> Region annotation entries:
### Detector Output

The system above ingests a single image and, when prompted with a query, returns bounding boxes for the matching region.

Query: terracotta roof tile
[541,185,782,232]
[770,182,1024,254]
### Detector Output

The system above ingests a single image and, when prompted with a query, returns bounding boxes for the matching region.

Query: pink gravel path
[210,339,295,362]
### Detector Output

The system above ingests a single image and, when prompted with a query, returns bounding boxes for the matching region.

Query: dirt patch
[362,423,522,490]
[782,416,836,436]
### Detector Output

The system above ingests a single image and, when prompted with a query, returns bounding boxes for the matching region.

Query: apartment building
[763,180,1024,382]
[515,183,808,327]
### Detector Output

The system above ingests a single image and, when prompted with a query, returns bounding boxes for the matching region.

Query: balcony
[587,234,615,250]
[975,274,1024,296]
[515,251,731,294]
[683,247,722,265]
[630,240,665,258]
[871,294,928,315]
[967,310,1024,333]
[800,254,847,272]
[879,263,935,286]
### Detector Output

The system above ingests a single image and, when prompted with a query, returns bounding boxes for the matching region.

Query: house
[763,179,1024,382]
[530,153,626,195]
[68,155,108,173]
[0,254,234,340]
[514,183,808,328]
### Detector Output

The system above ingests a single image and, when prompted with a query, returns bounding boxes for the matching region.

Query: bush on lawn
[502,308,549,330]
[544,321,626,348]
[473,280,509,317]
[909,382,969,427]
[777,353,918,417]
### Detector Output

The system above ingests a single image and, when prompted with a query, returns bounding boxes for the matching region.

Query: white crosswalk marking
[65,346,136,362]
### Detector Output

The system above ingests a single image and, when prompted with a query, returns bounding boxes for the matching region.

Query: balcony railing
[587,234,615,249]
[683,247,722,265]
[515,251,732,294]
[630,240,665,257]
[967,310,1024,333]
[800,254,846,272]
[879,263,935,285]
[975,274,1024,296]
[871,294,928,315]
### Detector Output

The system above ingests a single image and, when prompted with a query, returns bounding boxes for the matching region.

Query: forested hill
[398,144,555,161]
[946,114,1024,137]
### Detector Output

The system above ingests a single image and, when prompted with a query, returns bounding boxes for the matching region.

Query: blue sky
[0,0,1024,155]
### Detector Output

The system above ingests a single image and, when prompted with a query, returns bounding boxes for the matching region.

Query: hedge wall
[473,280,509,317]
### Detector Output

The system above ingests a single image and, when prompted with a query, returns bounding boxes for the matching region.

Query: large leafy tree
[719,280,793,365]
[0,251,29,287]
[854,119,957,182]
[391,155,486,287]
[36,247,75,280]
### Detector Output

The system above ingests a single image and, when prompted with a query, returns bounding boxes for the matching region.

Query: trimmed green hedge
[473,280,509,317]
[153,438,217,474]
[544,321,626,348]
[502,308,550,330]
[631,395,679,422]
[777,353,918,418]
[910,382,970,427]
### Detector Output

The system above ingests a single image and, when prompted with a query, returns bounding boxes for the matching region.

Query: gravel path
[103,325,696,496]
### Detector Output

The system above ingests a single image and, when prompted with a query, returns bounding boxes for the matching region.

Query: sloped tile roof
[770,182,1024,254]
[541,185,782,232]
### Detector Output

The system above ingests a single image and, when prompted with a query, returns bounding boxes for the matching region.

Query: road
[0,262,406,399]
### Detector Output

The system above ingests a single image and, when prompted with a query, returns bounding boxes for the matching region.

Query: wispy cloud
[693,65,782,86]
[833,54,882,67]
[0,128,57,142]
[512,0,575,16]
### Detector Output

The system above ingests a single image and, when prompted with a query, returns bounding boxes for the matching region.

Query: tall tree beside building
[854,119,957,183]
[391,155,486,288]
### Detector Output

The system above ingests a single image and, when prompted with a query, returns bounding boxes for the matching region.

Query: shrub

> Direction: Please repeat the items word for word, beginning at their first line and stopping after the line that has "[65,346,136,362]".

> Written solution:
### Detector Output

The system above ingests a single image and, when prompted with a query, returns bounding boxes for the matching region.

Query: terracotta roof tile
[541,185,782,232]
[770,182,1024,254]
### Detector Output

The system above ingests a single image and, when prompted with a query, returns bounding boxes for the matching region.

Query: pink gravel path
[210,339,295,362]
### Detector Output

The system above ingests a single image and, when prompted with a query, returns bounding boxes for the matching region.

Query: dirt patch
[362,423,522,490]
[782,416,836,436]
### Detector Output

The system above ingests a single image and, when prompted with a query, returns bounding boxes for the matching region.

Query: apartment building
[763,180,1024,382]
[515,183,808,327]
### Detector Output

The system above ingests a single image and, when prompted with a query, returns bounding boxes for the matching region.

Query: balcony
[587,234,615,250]
[975,274,1024,296]
[515,251,731,294]
[683,247,722,265]
[630,240,665,258]
[871,294,928,315]
[967,310,1024,333]
[800,254,847,272]
[879,263,935,286]
### Detector Output

The system above ingests a single image and, when prompted with a query, returns bounding boxes for the matching region.

Query: house
[763,179,1024,382]
[530,153,626,195]
[68,155,108,173]
[0,254,234,340]
[514,183,808,328]
### Detector Output

The system above ingests a single image and, when prompted with a query, returns bounding boxes for the matching region.

Query: bush on lawn
[502,308,549,330]
[544,321,626,348]
[473,280,509,317]
[909,382,969,427]
[777,353,918,417]
### Detector Output

The system above ingests a single image and, when prompted with a query, returns bounding boxes for the matching region.

Query: white crosswalk marking
[65,346,136,362]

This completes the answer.